- Problem description
Produce a verbatim transcript of the entries below, excluding pictures.

- Records for this task
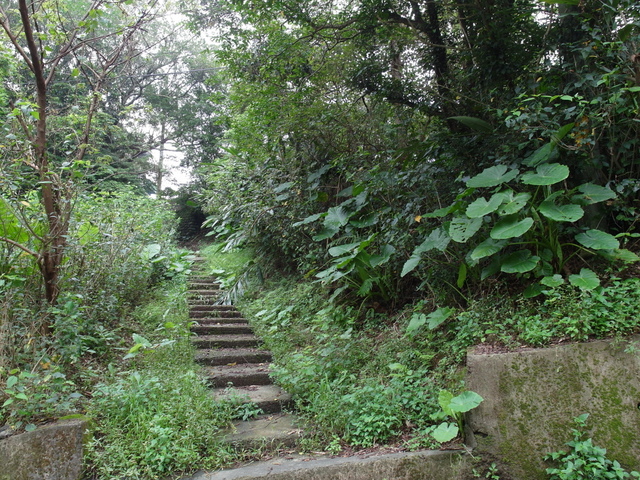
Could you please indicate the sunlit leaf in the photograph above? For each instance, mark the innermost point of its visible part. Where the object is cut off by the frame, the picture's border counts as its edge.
(462, 229)
(487, 248)
(519, 262)
(546, 174)
(591, 193)
(598, 240)
(465, 401)
(561, 213)
(481, 207)
(511, 227)
(586, 279)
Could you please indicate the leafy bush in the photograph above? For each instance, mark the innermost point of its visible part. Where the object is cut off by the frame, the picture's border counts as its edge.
(584, 460)
(152, 423)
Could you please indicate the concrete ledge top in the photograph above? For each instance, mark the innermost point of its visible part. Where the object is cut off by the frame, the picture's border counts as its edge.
(423, 465)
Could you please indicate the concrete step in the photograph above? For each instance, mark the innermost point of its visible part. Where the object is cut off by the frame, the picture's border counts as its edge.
(205, 292)
(421, 465)
(269, 398)
(217, 310)
(203, 311)
(227, 356)
(274, 431)
(240, 375)
(222, 329)
(212, 308)
(226, 341)
(216, 320)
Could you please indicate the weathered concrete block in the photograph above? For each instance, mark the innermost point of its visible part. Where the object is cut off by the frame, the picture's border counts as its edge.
(51, 452)
(531, 398)
(426, 465)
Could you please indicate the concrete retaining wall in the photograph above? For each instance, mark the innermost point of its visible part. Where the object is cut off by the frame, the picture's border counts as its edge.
(427, 465)
(531, 398)
(51, 452)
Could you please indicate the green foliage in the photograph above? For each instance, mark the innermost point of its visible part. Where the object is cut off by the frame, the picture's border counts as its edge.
(32, 396)
(151, 424)
(515, 216)
(584, 460)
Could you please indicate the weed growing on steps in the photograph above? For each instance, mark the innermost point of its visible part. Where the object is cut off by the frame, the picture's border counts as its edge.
(157, 415)
(584, 460)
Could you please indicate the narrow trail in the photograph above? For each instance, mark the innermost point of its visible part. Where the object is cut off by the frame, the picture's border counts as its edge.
(237, 367)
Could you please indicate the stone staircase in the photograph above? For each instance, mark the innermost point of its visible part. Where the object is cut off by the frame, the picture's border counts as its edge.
(237, 367)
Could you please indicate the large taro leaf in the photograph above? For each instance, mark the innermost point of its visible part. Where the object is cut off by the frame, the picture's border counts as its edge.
(598, 240)
(487, 248)
(437, 239)
(586, 279)
(546, 174)
(510, 227)
(445, 432)
(519, 262)
(481, 207)
(492, 176)
(561, 213)
(462, 229)
(591, 193)
(465, 401)
(513, 203)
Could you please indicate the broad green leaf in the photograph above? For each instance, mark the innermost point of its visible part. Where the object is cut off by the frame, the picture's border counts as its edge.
(591, 193)
(437, 317)
(150, 251)
(411, 264)
(562, 132)
(383, 257)
(481, 207)
(475, 124)
(465, 401)
(417, 321)
(562, 2)
(519, 262)
(438, 239)
(561, 213)
(342, 249)
(598, 240)
(441, 212)
(365, 221)
(540, 156)
(445, 432)
(487, 248)
(513, 203)
(552, 280)
(444, 400)
(309, 219)
(586, 279)
(336, 217)
(620, 254)
(462, 229)
(326, 232)
(492, 177)
(11, 381)
(511, 227)
(546, 174)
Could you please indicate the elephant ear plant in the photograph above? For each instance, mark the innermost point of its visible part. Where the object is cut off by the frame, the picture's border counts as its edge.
(453, 408)
(522, 222)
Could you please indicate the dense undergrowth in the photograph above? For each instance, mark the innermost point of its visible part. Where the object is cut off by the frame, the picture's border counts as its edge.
(363, 377)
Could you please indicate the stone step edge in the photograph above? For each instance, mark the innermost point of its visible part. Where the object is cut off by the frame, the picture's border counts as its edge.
(424, 465)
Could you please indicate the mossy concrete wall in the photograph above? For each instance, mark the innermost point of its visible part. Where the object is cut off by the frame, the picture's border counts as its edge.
(51, 452)
(531, 398)
(426, 465)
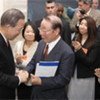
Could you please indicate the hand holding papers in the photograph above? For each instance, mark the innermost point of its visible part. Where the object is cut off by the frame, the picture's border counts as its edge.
(46, 68)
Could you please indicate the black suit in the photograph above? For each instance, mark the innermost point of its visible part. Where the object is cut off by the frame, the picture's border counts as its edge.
(8, 82)
(97, 84)
(53, 88)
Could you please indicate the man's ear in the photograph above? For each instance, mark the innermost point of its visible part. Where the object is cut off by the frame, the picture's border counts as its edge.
(57, 31)
(8, 26)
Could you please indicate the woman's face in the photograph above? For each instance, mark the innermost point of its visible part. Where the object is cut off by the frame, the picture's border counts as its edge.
(29, 33)
(83, 28)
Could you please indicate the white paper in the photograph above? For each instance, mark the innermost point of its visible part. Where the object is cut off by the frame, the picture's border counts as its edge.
(46, 68)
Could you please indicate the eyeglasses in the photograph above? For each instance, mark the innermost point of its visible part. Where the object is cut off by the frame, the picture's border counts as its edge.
(44, 30)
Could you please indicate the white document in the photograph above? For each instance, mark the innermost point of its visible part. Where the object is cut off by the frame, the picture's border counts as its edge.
(46, 68)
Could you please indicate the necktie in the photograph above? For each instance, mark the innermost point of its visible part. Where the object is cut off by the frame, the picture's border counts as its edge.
(46, 51)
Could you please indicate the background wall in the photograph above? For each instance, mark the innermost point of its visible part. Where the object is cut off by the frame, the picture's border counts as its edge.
(19, 4)
(36, 8)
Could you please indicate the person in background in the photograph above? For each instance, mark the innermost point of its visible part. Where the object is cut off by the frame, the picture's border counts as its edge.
(23, 52)
(12, 21)
(97, 80)
(52, 87)
(95, 4)
(66, 31)
(85, 10)
(87, 51)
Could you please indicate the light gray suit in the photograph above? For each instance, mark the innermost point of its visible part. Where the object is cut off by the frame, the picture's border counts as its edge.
(53, 87)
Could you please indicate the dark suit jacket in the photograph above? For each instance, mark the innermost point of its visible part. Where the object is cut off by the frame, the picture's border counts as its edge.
(8, 81)
(86, 64)
(53, 87)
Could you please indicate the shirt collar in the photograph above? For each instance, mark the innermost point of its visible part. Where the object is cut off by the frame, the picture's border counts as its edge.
(52, 44)
(3, 37)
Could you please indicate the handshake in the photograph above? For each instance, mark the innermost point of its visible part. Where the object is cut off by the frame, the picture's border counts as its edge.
(27, 78)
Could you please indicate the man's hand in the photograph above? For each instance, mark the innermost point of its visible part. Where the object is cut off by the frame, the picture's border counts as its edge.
(35, 80)
(23, 76)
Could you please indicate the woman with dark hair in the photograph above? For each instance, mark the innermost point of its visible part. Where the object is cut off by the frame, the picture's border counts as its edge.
(87, 51)
(23, 52)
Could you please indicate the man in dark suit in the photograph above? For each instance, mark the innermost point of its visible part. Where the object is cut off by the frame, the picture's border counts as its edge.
(12, 22)
(51, 9)
(53, 87)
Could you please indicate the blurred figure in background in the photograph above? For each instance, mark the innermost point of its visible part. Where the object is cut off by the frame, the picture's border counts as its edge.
(12, 21)
(23, 52)
(95, 4)
(66, 31)
(85, 9)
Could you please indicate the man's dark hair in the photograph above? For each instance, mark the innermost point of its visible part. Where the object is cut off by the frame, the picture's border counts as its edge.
(11, 17)
(50, 1)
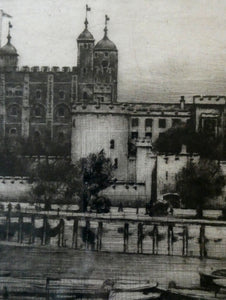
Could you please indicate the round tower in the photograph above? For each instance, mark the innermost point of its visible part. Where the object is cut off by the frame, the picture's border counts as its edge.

- Written answer
Could you please indicate the sunlit leaf in the photograph above? For each instance, mark the innermost point of its visible part. Where the object is cut off by the frame, the picture's border counts as its edge.
(462, 229)
(487, 248)
(519, 262)
(546, 174)
(591, 193)
(598, 240)
(465, 401)
(561, 213)
(481, 207)
(511, 227)
(586, 279)
Could you please indicate the leafy bush in the photograph above? For each instance, mark the innermost point of its visible part. Where the object is cut off by the frame, the picture's border counts as its edge.
(584, 460)
(152, 423)
Could you please indicate the concrete ledge top in the photograph above? For each instance, mark the innermost point of its visible part. Where the object is cut off by the frame, the picture's border counts as its edge.
(423, 465)
Could you please indicate the concrete step in the photograph above? For each instance, mark the innermost point of its visible part. Where the object is cut off by the frame, the picture's border counts as its edge.
(205, 292)
(421, 465)
(269, 398)
(217, 310)
(203, 311)
(227, 356)
(274, 431)
(240, 375)
(222, 329)
(212, 308)
(226, 341)
(216, 320)
Could you please indicate the weathered concrete block in the photograph above? For each instance, mark the innermost point of its visible part. Where the object is cut off by the frame, the picture's border counts as its edge.
(51, 452)
(531, 398)
(426, 465)
Could you please indicate the concrete retaining wall in the photograph above? For each instance, mark the innermost point of its visible part. Where the object is cut off by the frame, the picture's border counts as its edge.
(427, 465)
(531, 398)
(51, 452)
Could you please indicate the green foliage in the photograph above? For each instance, mark the innermost point of its visible part. Where the object is cut off by the frame, the picture's border counts as its edge.
(32, 396)
(151, 424)
(515, 216)
(584, 460)
Could you please indicate the weed growing on steps in the photograph above? For each instance, mark the innermost point of its visible part. Where the object is cut off by the frame, the picture's border counts as its edge.
(157, 415)
(584, 460)
Could you please indicate the narrow trail in the photograph above? For each instance, mark the innermost point of its visible part. Where the object is cut off by the frame, the picture's border counts as its edge.
(237, 367)
Could you please indicate the stone staircase in the photograph above? For each instance, mark the innermost point of its visible part. Where the object is cut off by the frame, the picture's border counts as its edge.
(237, 367)
Could you please indicate the large taro leaf in the photograph above? For each instance, mark the innermost point of its visible part. Where the object is cut off by the frame, the picture's border counts as its edge.
(598, 240)
(487, 248)
(437, 239)
(586, 279)
(546, 174)
(510, 227)
(445, 432)
(519, 262)
(481, 207)
(492, 176)
(561, 213)
(462, 229)
(591, 193)
(465, 401)
(513, 203)
Could you please indicate the broad green leaf in the photograph above? For each instance, mark the innermost point of its visible part. Where the object is cut off by the frame, the picture's border counts as its edge.
(591, 193)
(437, 317)
(150, 251)
(411, 264)
(562, 132)
(383, 257)
(481, 207)
(475, 124)
(465, 401)
(417, 321)
(562, 2)
(519, 262)
(438, 239)
(561, 213)
(342, 249)
(598, 240)
(441, 212)
(365, 221)
(540, 156)
(445, 432)
(487, 248)
(513, 203)
(552, 280)
(444, 400)
(309, 219)
(586, 279)
(336, 217)
(620, 254)
(462, 229)
(326, 232)
(492, 177)
(11, 381)
(511, 227)
(546, 174)
Could you please indicate the elephant ear plant in the photograph above? For each instance, mark the innermost point of its visible part. Where the object is cut off by the frame, the picture's border counts as its edge.
(453, 408)
(522, 222)
Could you please indicate the dense undergrowth in the photograph above? For each instance, mark the innermost point of its visible part. Where the object is cut off by the frame, the picture's border counts as its edge.
(363, 377)
Could you please indicate the stone step edge in the photograph above? For each instance, mark the innermost point of its visible part. Where the object is cut off by the frame, the picture's border counts as its edge.
(424, 465)
Could you please indicate the mossy concrete wall in the photograph above? For each instance, mark the innermost point of its visible part. Where the object is cut off by the frame, the picture's border counts as its edge.
(51, 452)
(531, 398)
(426, 465)
Could you please indicate the hand holding papers in the photograph above? For each instance, mark the innermost point of its visible part. Where the object is cut off by the frame, the picture's border counts as its edge.
(46, 68)
Could you please indicate the black suit in the photograph above? For each instance, mark the innermost point of its visible part. Where the object is cut off by the frame, the picture's border counts as its edge.
(8, 82)
(97, 84)
(53, 88)
Could you please indicate the man's ear in the photograph above? For each instance, mark the innermost point of its visible part. Where the object is cut off by the frame, the picture's border counts as its edge.
(57, 31)
(8, 26)
Could you please indicate the woman's face in the photograph above? For each instance, mark the innermost point of its visible part. Where the object is cut off by the frame, the picture's border counts as its edge.
(29, 33)
(83, 28)
Could you please indicate the white paper in the photograph above? For each instance, mark the innermost point of its visible part. Where the object is cut off by the frame, the picture's border counts as its edge.
(46, 68)
Could you please indicate the eyeglasses in the photograph above? For each instance, mark the innermost point of its visible part. Where the object is cut off by the frame, the picture's border counts as its edge.
(44, 30)
Could you please indicate the white document in the photograph above? For each instance, mark the innermost point of its visible part. Where the object is cut off by the frame, the picture's border counts as its edge.
(46, 68)
Could you please indicate the necktie in the photograph above? For each instance, mark the innermost point of its visible part. Where the object is cut off by the frame, the picture's border counts as its edge.
(46, 51)
Could you please indicate the background wall in the photograph above? For each instance, mark the innermost point of its visible part. Where the object is cut off by the frame, the picture's border counts as its edge.
(19, 4)
(36, 8)
Could you please indicate the person in background in the photograph above? For each instance, mark the innermost point of its visible part. Where the object is cut off by the frame, the picture's border counts as its edge.
(23, 52)
(12, 21)
(97, 80)
(52, 87)
(95, 4)
(66, 31)
(85, 10)
(87, 51)
Could you please indicate the light gray suit in the photograph above? For each instance, mark the innermost point of its visible part. Where the object is cut off by the frame, the picture's border counts as its edge.
(53, 87)
Could you please indicate the dark suit jacket in the photograph above? For each instance, mark the innermost point of its visible part. Where the object is cut off by the frame, the picture's border counts as its edge.
(8, 81)
(86, 64)
(53, 87)
Could you please indicate the shirt collar in the photograph above? For each instance, mark the innermost point of its visible part. Where the object is cut off by the frame, the picture's border counts as its edge.
(52, 44)
(3, 37)
Could you please indicate the handshake in the photograph above? For each instance, mark the innermost point of its visible part. Where the object is cut off by the frame, the picture's border counts as its edge.
(27, 78)
Could you please indicate the man's hand in the photograph above? For each instance, mark the innermost point of its visible part. Where the object is cut off by the frame, the picture's border counts as its edge.
(35, 80)
(23, 76)
Could you please indicate the woman with dark hair in the photograph above? For each instance, mark the innermost point of its visible part. Where the object is cut off by the frame, the picture's border counts as its edge.
(87, 51)
(23, 52)
Could you please indicate the man in dark suit in the photograph above? For each instance, mark the innermost point of its visible part. Where the object is cut off by the frame, the picture's border counts as its edge.
(12, 22)
(51, 9)
(53, 87)
Could you please indicate the blurred figure in background in the photograph above? For each instance, mark the innermost point of its visible part. Where the object is cut off by the frame, the picture's border counts as its edge.
(12, 21)
(23, 52)
(95, 4)
(66, 31)
(85, 9)
Could you please indicate the man's dark hair in the photograph above? For each instance, mark the innermost point of its visible part. Where the object is cut off by the frame, the picture's border counts as its edge.
(11, 17)
(50, 1)
Could you please indicate the round tower in the photograph above? For each instance, mark the innermost point of its visible part. Where the object is cut off by the frame, the picture's border counts as its edge.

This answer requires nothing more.